◆ **READING TEXT**

........

Like I’ve said, our articles are online, and people link to them. People’s names will show up in searches. I think that it is our responsibility to look really closely at this kind of thing. Given that, the article was poorly written, it did take some things out of context, and did not include that Ashton [Cohen] had said he was reaching out [to his critics]; that’s why it was retracted.

At the same time people have already asked me if they can get their names removed from divestment-related articles published two years ago. Right now I’m still open to feedback from the general public, but it’s an entirely new can of worms to do things retroactively. I’ve never taken an article offline before besides this one, and if I were to do so again the burden of proof on the person requesting [a retroactive retraction] would be extremely heavy. Now I’m open to hearing more feedback about what we’ve done wrong, and which articles have portrayed people badly in the past. But going way back anyone could say ‘I was portrayed in a bad way’ and we have no way of assessing the claim.

TM: Are you specifically talking about removing past articles that former students say portrayed them inaccurately, or just unflattering?

AC: Some of the articles in question are just be letters to the editor, and the author will say that, for example, they are now going to law school and don’t want juvenile writing to be associated with their name. We receive a lot of these requests, and in most cases don’t take them down — it is their writing, there’s no libel or slander involved, and this is how they chose to portray themselves. The only articles I would be open to taking down are ones that can be proven to be false.

TM: Would you say that your decision to retract the April 26th article was strictly related to the article’s “failure of reporting”, or was it driven by external considerations?

AC: The majority of the decision was a due to a failure of reporting. The Guardian as an entity has been under fire from both sides, who have implied that we’re both pro-Israel and anti-Israel. I think that my retraction did consider the Guardian’s [wider] context, simply because we want to continue reporting this issue. If we write articles that even I admit are poorly written or poorly edited then we are not going to be a relevant, trusted source of information. If we retract an article it is because of the reporting, but also because it is the Guardian’s duty to provide articles that are informed, and both sides can agree portrayed them fairly. This article didn’t do that.

TM: What steps are the Guardian taking to avoid this type of situation in the future?

........

◆ **INFORMATION SUPPLIED**

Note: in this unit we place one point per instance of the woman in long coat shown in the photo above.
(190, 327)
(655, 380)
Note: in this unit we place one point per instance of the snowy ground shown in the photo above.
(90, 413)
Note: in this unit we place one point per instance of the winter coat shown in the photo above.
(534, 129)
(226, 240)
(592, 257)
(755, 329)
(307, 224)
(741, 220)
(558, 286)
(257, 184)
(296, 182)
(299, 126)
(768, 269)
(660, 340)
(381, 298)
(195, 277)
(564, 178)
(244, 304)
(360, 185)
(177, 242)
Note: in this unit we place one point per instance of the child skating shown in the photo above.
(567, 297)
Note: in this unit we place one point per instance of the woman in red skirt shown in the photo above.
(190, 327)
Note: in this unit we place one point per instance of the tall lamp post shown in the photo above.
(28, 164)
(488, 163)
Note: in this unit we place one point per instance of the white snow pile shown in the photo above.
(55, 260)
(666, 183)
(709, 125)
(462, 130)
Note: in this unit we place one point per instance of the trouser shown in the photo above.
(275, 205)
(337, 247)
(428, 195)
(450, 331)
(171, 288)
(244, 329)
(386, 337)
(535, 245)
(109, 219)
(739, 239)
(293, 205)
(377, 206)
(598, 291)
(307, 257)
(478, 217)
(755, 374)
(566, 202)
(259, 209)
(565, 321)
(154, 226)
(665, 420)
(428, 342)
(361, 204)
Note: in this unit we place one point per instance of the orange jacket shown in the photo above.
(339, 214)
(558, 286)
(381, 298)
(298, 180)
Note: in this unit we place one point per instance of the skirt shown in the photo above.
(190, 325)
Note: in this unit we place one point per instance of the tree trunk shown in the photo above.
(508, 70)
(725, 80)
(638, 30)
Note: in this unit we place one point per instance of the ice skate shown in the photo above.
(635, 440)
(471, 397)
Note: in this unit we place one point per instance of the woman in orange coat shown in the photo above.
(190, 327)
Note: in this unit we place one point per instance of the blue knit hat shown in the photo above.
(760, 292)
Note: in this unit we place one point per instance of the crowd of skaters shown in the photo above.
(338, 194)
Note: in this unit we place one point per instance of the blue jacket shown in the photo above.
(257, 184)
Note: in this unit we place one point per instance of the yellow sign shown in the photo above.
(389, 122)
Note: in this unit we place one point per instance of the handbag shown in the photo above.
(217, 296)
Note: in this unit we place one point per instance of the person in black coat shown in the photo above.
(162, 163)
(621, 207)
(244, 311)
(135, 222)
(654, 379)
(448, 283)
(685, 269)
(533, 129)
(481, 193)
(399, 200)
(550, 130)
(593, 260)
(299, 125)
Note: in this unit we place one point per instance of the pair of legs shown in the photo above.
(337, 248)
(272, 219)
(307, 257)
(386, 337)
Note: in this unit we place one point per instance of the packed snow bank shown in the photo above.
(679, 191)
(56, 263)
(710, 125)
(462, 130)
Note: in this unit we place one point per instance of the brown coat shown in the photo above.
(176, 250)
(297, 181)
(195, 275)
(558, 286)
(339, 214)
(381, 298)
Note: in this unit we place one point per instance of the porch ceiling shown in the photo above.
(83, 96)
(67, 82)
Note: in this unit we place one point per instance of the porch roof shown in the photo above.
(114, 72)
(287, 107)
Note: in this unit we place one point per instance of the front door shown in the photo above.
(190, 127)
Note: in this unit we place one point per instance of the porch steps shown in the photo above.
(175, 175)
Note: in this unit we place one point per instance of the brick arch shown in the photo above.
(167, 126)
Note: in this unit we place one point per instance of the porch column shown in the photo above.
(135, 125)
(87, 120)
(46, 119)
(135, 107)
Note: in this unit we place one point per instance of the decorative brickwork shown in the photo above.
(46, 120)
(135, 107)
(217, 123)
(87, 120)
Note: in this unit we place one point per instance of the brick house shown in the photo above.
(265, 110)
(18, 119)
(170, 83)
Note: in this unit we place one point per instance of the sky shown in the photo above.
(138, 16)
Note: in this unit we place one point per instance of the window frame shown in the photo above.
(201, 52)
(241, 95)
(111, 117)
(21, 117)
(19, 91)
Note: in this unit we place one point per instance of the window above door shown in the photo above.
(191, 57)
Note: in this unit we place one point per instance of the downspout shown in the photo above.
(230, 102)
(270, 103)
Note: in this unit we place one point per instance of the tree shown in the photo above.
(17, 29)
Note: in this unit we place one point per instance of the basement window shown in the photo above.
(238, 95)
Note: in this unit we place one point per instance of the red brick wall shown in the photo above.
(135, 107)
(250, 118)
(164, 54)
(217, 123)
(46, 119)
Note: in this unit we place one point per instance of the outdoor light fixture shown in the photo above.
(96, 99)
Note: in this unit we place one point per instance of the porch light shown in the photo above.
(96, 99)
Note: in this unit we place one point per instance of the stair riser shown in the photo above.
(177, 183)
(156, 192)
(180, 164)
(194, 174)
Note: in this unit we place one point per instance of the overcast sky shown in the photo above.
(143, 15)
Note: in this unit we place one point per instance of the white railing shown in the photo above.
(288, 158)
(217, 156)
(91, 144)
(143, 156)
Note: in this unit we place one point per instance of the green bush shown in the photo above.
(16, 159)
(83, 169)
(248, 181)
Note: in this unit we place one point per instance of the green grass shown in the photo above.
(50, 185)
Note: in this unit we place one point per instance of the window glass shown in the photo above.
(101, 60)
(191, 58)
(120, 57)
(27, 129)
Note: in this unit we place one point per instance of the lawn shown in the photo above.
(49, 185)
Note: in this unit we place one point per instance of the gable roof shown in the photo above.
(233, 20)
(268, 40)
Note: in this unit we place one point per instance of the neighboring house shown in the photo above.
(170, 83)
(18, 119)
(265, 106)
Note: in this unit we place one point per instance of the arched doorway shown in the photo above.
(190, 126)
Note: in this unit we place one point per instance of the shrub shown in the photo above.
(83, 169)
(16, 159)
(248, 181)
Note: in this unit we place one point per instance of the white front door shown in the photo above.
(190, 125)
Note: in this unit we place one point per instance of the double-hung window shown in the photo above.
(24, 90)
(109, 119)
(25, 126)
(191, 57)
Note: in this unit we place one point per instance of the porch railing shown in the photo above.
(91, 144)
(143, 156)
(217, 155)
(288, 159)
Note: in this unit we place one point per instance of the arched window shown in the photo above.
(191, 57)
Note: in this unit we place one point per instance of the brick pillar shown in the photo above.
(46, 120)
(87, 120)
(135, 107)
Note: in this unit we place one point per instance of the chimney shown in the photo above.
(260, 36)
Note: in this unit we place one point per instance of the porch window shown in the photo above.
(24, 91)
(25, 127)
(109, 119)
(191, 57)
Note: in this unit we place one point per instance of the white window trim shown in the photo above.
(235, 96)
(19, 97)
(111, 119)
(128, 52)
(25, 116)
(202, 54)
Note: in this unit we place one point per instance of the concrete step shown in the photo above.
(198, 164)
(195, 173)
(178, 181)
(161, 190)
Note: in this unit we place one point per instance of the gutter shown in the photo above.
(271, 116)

........

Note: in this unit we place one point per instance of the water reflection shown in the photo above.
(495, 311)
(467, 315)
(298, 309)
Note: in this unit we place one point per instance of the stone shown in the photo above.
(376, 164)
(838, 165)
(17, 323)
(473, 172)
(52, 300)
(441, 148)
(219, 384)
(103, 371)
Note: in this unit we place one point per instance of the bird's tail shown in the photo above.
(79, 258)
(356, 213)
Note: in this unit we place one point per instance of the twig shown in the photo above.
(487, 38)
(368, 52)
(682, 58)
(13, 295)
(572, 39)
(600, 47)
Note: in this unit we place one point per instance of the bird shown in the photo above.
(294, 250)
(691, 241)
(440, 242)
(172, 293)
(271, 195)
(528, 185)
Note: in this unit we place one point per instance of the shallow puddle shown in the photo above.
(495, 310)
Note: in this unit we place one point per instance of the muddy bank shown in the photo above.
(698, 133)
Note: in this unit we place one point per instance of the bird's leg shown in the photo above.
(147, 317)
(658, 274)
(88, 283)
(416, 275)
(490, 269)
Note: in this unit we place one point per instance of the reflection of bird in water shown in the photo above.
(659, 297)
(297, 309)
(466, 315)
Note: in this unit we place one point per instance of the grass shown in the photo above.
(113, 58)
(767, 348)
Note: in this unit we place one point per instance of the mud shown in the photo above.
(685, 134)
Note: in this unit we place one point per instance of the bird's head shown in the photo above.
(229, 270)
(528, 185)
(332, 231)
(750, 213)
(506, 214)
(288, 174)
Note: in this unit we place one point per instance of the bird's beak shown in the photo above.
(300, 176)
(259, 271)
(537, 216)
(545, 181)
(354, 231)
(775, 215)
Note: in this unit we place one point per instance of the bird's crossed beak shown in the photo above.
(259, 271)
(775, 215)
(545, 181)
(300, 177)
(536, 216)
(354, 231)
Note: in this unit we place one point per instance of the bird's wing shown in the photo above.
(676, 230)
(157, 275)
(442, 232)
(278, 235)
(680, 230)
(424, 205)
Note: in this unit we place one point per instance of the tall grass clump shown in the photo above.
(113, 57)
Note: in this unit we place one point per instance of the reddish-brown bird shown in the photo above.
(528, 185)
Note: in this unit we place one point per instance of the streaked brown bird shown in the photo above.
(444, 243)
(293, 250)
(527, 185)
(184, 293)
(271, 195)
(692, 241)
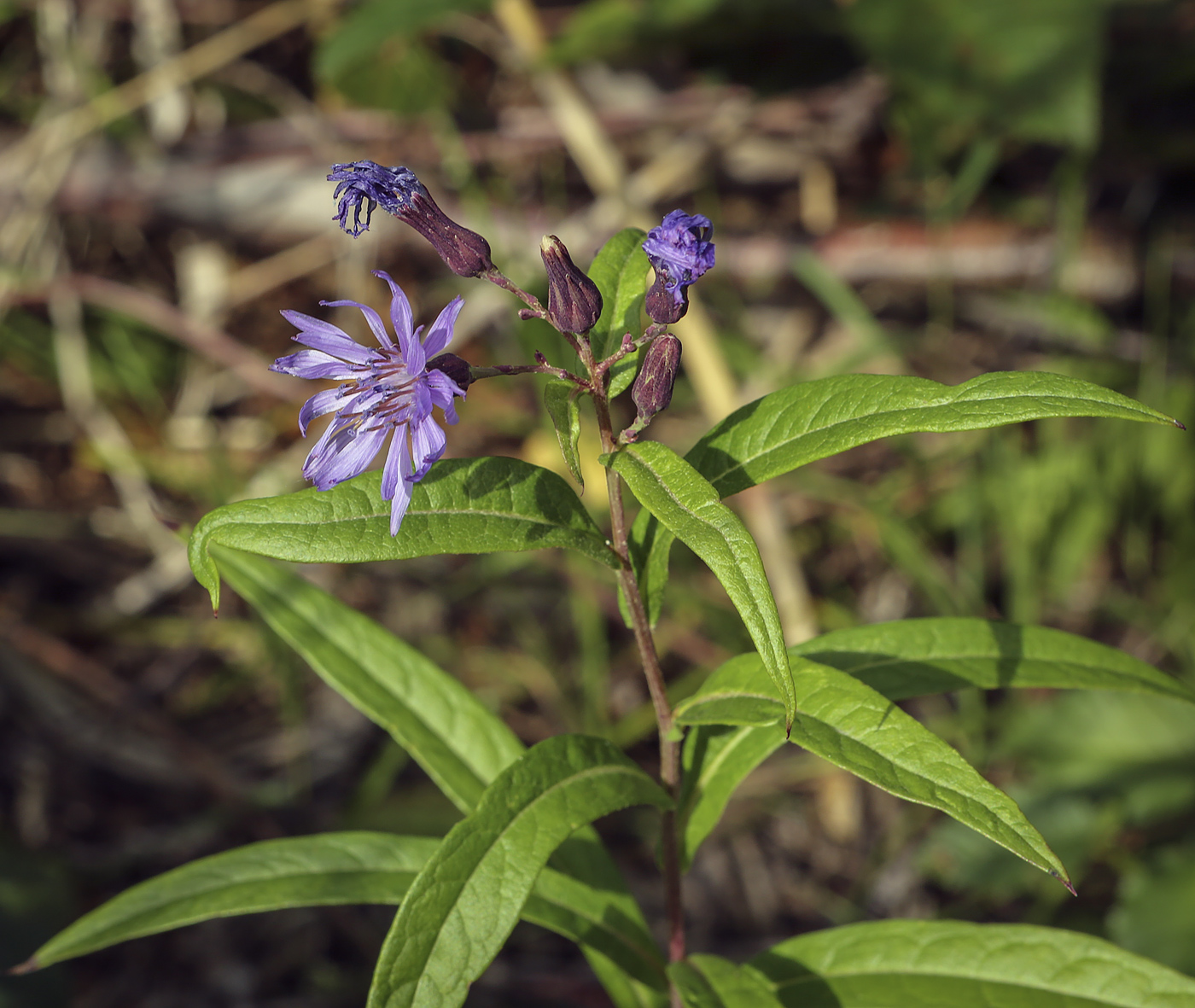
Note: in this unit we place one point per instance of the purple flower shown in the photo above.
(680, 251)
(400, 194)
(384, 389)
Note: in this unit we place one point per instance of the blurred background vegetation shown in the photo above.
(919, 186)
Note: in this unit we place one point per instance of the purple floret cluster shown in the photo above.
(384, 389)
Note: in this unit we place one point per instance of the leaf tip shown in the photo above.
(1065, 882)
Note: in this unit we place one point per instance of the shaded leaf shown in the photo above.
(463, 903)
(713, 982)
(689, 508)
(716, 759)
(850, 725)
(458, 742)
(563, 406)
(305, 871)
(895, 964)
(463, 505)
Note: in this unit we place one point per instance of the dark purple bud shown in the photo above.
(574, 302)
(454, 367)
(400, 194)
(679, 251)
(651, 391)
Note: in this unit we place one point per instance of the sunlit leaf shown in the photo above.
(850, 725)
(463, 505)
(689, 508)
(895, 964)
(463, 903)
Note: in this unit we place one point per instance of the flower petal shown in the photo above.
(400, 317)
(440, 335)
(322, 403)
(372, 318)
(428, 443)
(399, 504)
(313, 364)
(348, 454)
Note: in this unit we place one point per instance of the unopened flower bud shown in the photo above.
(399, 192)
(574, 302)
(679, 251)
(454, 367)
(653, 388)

........

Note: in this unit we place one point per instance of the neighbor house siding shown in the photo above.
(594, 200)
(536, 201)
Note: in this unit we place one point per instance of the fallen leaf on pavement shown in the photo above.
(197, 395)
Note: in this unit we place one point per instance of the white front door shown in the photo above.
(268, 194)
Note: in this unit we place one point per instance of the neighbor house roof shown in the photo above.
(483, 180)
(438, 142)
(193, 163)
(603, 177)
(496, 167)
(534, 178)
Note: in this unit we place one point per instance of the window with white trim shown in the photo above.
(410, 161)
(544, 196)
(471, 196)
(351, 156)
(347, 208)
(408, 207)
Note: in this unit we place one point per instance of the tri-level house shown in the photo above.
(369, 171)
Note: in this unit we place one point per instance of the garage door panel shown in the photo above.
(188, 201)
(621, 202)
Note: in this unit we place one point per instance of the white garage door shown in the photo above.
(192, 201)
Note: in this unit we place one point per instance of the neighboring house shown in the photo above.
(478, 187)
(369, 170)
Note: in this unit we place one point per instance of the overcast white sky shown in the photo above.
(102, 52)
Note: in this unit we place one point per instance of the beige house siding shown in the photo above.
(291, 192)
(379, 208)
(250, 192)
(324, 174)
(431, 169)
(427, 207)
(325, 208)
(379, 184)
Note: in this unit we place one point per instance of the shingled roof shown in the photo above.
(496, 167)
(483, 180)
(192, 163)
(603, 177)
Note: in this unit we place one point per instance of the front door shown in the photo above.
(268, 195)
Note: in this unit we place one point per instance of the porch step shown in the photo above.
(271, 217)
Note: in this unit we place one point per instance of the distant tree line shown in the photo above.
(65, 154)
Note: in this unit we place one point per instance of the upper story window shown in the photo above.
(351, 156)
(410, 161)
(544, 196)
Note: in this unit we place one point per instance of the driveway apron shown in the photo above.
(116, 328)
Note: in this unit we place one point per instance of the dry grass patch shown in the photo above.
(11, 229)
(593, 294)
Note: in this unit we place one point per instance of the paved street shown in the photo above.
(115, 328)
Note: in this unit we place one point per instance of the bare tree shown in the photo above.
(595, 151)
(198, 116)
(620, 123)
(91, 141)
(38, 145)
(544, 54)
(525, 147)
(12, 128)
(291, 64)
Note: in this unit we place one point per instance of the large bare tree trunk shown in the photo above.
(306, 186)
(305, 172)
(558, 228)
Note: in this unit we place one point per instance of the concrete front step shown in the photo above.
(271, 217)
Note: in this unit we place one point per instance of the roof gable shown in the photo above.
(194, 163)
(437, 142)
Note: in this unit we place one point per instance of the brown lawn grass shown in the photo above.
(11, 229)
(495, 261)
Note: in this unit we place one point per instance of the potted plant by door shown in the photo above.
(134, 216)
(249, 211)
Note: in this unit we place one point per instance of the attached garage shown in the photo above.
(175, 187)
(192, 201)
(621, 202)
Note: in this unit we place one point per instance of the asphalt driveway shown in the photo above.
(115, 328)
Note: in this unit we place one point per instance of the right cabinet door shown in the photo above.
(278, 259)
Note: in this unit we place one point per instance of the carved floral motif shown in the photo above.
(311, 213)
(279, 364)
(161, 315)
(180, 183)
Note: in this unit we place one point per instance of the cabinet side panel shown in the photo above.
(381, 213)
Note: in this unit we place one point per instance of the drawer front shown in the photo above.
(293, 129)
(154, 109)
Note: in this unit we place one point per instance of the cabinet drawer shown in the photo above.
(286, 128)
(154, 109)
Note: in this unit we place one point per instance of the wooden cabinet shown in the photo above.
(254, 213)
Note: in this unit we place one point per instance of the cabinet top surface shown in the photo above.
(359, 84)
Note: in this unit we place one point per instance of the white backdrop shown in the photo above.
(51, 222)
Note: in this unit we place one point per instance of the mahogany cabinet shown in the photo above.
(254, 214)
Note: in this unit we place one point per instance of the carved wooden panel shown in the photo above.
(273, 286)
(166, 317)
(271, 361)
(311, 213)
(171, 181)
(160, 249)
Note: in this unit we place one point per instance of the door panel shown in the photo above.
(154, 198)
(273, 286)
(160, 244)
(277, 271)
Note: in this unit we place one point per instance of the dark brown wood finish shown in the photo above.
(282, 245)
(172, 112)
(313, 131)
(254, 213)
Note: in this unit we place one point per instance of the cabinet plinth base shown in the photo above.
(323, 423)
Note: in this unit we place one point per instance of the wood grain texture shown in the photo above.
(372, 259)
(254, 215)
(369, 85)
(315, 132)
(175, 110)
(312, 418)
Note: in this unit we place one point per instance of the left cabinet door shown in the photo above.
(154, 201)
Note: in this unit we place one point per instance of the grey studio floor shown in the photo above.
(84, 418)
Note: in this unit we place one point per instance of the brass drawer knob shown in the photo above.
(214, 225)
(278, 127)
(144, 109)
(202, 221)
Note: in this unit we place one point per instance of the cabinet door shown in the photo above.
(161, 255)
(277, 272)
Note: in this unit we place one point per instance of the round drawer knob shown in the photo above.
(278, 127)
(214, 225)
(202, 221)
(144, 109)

........

◆ **REQUIRED TASKS**
1/ Recast the stretch of rows from the one containing "cluster shown in the photo above." through the one containing "(1065, 882)" as a Markdown table with the columns No and Content, leaving out blank lines.
2/ Continue the interview about the newspaper's article retraction from the point where it stops.
The interview text and the rows come from separate, unrelated sources.

◆ **RESPONSES TO THE EXERCISE**
1/
| No | Content |
|---|---|
| 1 | Note: in this unit we place one point per instance of the purple floret cluster shown in the photo above. |
| 2 | (384, 389) |
| 3 | Note: in this unit we place one point per instance of the leaf tip shown in the photo above. |
| 4 | (1065, 882) |

2/
AC: I am trying to set up a meeting with [student organizations] to address this issue. I think one of the the Guardian’s weaknesses is outreach; we’re focused on what’s happening, but we’re not necessarily out there ourselves. Few of the Guardian’s editors are involved in other student organizations, and the staff can become very insular. I am trying to institutionalize more outreach, like attending campus climate meetings and talking to all student orgs. I am specifically focusing on the news and opinion sections, where sensitive issues are most commonly touched upon. I am personally working with these sections to develop a guide to covering sensitive issues. Obviously I’m not the expert on [these issues], but there are just some things writers are not aware of: terminology, or how to phrase questions to avoid bias. I plan on taking a bigger role on working with my editors and my writers on this. That’s something I hope to institutionalize as well, because a lot of knowledge at the Guardian gets lost when key people leave. If we can guarantee that we will regularly meet with other student orgs, we will check these guidelines, we will fact check more carefully, and it will help the role of the Guardian in the future.

—————————————————————————-

1. In recent years the Guardian has run numerous stories relating to the Israeli-Palestinian issue on campus; specifically, the ongoing divestment debate and the 2011 faculty open letter. What are the Guardian’s goals when covering these issues?
2. When covering these issues has the Guardian’s editorial staff come under external pressure, either from student groups or the UCSD administration?
3. What is the Guardian’s policy for dealing with these pressures?
4. To the best of my knowledge article retractions by the Guardian are rare. Can you describe the process that lead to this decision? What steps is the Guardian taking to ensure that this does not happen again?
5. The Guardian’s retraction statement, authored by you, references “institutionalizing many of its formerly non-existent guidelines”; can you specify how these prospective guidelines will impact coverage of campus climate, if at all?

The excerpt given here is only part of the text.